═══ Data to process

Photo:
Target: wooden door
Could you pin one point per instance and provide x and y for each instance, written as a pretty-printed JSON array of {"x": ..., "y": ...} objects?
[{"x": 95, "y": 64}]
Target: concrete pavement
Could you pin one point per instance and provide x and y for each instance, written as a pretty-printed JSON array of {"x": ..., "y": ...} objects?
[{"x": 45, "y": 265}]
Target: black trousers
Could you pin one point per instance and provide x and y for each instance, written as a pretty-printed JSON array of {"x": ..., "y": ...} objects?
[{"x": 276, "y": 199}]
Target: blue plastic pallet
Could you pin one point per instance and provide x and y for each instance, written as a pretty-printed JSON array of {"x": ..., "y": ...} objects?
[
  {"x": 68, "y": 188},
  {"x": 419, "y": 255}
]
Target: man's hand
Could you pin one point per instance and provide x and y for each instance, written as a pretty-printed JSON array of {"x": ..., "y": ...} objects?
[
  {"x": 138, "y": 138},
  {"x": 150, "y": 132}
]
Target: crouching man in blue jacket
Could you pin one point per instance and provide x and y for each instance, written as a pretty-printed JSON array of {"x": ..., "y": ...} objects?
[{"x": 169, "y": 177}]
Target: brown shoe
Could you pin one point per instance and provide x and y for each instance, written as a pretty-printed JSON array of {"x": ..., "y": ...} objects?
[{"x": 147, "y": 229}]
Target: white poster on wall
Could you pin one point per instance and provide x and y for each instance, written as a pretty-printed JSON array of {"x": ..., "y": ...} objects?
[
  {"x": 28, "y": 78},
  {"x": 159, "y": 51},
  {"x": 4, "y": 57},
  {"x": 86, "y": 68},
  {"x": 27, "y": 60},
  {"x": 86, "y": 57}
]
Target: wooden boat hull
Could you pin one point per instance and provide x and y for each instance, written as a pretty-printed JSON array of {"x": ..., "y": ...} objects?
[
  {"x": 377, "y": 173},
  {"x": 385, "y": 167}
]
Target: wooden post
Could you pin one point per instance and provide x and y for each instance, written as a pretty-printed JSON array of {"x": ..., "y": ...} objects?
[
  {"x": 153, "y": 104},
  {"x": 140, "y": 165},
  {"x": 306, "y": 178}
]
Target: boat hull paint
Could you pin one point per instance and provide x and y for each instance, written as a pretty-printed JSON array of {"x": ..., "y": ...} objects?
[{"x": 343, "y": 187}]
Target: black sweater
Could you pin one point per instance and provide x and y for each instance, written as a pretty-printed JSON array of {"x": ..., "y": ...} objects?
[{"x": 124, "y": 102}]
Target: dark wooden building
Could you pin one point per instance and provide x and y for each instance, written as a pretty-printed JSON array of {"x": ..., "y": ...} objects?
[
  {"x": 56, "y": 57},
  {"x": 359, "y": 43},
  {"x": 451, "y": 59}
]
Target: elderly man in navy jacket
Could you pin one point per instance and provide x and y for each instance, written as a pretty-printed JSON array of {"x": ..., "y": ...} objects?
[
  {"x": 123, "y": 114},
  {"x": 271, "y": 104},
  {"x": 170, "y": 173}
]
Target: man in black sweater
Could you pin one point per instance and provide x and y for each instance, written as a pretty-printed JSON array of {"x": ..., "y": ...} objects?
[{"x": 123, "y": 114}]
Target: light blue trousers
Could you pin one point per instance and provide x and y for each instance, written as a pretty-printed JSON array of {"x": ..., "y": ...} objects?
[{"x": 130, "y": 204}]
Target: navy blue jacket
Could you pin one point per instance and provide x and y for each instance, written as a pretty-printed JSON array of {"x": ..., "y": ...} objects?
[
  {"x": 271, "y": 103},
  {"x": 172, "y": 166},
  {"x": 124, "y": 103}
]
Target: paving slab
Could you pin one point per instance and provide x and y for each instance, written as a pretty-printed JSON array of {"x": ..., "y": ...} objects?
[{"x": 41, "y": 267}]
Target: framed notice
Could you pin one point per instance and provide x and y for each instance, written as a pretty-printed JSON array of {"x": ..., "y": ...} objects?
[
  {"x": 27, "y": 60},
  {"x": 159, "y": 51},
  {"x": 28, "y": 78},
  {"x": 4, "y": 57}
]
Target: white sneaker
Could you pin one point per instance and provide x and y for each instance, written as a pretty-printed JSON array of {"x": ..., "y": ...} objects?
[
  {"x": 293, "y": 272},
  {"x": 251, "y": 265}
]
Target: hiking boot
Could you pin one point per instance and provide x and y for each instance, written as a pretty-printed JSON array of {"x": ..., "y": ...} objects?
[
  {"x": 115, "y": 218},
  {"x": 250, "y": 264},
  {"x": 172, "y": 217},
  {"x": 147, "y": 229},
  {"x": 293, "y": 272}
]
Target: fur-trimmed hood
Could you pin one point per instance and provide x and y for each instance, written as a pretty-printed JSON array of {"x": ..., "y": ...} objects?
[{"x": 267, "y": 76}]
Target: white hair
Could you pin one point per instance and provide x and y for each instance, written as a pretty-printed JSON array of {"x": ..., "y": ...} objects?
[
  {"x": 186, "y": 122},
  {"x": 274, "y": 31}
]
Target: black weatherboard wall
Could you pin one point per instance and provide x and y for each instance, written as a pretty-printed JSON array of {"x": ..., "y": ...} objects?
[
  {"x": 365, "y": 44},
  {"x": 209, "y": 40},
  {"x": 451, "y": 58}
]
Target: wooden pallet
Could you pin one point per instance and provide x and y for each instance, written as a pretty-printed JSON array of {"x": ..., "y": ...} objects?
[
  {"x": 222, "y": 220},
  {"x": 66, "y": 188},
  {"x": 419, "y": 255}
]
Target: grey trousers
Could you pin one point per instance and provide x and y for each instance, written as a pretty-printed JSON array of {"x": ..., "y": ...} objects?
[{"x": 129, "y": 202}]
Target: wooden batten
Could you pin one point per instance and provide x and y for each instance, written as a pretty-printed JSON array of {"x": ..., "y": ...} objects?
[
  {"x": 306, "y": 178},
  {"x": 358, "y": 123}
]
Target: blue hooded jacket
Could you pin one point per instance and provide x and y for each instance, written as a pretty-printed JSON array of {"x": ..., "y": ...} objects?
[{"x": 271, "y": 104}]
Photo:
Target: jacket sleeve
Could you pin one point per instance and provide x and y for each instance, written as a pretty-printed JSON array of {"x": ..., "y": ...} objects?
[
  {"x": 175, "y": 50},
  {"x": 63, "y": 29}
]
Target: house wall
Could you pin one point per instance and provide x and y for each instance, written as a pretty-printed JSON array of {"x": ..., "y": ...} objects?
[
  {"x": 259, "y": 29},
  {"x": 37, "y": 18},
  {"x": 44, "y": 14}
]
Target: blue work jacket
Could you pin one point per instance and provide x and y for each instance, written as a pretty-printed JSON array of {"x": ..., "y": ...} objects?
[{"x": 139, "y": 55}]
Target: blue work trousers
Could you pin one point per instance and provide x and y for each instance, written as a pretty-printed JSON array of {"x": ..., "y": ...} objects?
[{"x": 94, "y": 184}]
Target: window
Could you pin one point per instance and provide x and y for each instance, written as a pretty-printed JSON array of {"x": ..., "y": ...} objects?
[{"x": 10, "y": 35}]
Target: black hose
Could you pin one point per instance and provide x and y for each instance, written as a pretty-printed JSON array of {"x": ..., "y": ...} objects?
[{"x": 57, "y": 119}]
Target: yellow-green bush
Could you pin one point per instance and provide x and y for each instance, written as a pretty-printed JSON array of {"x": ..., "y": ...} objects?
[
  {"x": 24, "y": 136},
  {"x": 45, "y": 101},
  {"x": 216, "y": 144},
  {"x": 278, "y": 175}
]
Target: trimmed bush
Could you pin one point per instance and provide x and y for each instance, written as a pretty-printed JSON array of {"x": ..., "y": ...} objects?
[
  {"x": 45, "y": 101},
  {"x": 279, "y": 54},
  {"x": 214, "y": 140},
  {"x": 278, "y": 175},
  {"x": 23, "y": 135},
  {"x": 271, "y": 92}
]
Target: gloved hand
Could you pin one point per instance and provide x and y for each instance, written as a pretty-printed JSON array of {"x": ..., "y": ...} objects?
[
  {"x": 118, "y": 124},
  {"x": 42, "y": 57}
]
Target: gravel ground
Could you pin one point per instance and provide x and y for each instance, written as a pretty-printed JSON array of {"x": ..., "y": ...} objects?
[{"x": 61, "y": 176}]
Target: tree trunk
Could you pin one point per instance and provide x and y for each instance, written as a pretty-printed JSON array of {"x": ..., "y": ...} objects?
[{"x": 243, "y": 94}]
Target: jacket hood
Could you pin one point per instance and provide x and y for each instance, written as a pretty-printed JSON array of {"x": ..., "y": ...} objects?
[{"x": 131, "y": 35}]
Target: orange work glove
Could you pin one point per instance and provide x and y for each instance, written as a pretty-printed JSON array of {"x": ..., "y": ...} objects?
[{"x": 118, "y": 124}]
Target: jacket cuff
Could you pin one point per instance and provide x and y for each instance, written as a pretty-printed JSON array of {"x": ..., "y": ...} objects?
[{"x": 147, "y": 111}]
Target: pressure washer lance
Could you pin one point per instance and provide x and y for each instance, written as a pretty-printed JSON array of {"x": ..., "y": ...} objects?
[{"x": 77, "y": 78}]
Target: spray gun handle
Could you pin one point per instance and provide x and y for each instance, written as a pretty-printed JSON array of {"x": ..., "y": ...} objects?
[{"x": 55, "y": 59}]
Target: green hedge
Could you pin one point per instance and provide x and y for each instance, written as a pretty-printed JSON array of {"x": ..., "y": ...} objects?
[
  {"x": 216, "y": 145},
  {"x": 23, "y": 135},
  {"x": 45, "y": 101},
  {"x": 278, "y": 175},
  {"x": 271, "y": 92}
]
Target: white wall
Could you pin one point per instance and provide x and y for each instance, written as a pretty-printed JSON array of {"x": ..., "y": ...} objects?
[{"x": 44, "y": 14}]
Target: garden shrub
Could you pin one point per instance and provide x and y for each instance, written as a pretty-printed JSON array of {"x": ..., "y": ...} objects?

══════

Action item:
From the start of the data to the line that holds "Target: black trousers", retype each line exactly, with both ends included.

Response below:
Photo:
Target: wooden door
Could you pin one point per instance and provide x and y for each instance, written as a pretty-printed JSON array of {"x": ..., "y": ...} objects?
[{"x": 95, "y": 64}]
Target: concrete pavement
Could you pin one point per instance and provide x and y for each instance, written as a pretty-printed JSON array of {"x": ..., "y": ...} objects?
[{"x": 45, "y": 265}]
Target: black trousers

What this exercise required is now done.